A conservation organization is suing the Trump administration over its decision last summer to abruptly end a six-year study on restoring grizzly bears to the North Cascades.
The Trump administration’s decision to stop planning for grizzly bear recovery in the North Cascades violates federal laws, including the Endangered Species Act (ESA), which requires conservation of wildlife listed as threatened or endangered, according to the lawsuit filed Dec. 16 by the Center for Biological Diversity.
The lawsuit asks that the court order the National Park Service and U.S. Fish and Wildlife Service, the two lead agencies for grizzly recovery, to resume planning to restore the bears to the North Cascades Ecosystem. Grizzly bears are listed as a threatened species under the ESA.
The U.S. Secretary of the Interior announced last July that a draft Environmental Impact Statement (EIS) for grizzly restoration developed over the past six years would be shelved. The announcement was made at a meeting in Omak hosted by Rep. Dan Newhouse, R-Sunnyside, who has opposed restoring the bears to historical habitat in the North Cascades.
“The Trump administration’s purely political decision to axe this conservation program was a massive blow to the grizzly bear recovery program,” said Andrea Zaccardi, a senior attorney at the Center for Biological Diversity. “We’re hopeful that our lawsuit will put grizzly bears in the North Cascades back on the road to recovery.”

Work instruction A:
According to the grizzly bear article, on what date did the Center for Biological Diversity file its lawsuit?
Work instruction B:
Please rewrite the grizzly bear article, beginning at the words "A conservation organization" and stopping after "to the North Cascades.", with "six-year study" changed to "six-year research project".

Dataset excerpts:
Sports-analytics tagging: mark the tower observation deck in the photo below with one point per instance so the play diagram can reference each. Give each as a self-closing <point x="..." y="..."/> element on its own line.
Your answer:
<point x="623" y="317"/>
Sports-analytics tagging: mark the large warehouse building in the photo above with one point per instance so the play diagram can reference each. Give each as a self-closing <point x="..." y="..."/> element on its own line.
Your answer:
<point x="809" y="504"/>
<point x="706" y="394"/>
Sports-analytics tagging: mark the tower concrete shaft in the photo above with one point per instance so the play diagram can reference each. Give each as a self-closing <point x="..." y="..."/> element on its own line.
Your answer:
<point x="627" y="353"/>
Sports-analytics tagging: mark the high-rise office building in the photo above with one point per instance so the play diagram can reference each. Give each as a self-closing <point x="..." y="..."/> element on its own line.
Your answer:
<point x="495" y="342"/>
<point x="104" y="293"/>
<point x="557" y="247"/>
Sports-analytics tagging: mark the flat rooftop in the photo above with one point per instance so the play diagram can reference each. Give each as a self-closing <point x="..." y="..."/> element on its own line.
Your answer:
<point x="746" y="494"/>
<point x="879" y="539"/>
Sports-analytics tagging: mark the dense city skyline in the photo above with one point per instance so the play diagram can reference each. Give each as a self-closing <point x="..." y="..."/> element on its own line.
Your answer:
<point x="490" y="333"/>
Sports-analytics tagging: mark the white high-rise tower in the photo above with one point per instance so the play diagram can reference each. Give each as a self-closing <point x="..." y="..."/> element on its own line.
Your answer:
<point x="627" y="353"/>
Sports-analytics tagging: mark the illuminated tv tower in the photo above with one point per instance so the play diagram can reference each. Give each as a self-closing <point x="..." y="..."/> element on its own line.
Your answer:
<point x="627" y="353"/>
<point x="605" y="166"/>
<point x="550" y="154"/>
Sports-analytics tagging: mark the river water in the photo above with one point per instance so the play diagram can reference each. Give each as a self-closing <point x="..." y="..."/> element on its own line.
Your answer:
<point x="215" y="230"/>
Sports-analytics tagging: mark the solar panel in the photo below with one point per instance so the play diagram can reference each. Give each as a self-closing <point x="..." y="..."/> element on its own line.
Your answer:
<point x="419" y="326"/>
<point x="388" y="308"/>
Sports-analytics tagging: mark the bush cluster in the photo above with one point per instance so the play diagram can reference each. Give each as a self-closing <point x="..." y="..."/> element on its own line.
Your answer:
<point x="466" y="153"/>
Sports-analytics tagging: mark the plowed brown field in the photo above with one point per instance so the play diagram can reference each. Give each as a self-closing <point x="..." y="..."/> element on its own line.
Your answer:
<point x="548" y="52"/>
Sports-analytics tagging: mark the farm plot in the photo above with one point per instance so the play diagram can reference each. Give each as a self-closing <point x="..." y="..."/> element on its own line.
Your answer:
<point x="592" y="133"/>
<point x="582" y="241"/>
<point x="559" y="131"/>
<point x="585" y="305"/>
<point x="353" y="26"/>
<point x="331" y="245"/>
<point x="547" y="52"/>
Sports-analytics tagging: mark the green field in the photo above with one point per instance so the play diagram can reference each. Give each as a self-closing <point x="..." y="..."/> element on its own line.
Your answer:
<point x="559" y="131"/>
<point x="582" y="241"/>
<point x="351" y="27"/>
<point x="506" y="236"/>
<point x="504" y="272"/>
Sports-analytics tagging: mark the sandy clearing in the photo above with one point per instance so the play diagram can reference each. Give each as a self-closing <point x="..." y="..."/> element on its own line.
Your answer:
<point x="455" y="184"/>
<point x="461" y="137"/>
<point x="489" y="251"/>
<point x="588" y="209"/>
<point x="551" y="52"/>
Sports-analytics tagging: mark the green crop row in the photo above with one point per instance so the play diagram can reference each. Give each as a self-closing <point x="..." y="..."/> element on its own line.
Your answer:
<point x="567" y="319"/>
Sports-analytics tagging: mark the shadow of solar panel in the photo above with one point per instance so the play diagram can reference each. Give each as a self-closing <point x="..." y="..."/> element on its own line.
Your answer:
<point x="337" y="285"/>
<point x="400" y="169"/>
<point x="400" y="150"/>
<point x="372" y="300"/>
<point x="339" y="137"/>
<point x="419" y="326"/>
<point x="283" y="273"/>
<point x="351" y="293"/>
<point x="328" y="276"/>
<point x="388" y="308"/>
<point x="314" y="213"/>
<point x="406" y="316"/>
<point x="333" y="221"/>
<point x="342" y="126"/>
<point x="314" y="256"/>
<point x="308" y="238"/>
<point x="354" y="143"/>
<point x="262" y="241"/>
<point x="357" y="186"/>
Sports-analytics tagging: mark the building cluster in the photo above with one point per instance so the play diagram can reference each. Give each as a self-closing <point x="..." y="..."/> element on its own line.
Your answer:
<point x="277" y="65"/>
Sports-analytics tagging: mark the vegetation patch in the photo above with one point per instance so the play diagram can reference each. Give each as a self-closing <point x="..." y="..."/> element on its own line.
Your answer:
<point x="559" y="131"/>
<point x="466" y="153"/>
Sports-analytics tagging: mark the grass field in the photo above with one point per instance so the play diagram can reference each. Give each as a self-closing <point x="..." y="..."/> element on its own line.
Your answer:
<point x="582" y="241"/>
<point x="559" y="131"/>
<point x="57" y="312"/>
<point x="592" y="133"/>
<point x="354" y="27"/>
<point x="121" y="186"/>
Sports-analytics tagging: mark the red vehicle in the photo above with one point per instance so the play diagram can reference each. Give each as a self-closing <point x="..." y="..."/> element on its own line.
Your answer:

Worked solution A:
Dec. 16

Worked solution B:
A conservation organization is suing the Trump administration over its decision last summer to abruptly end a six-year research project on restoring grizzly bears to the North Cascades.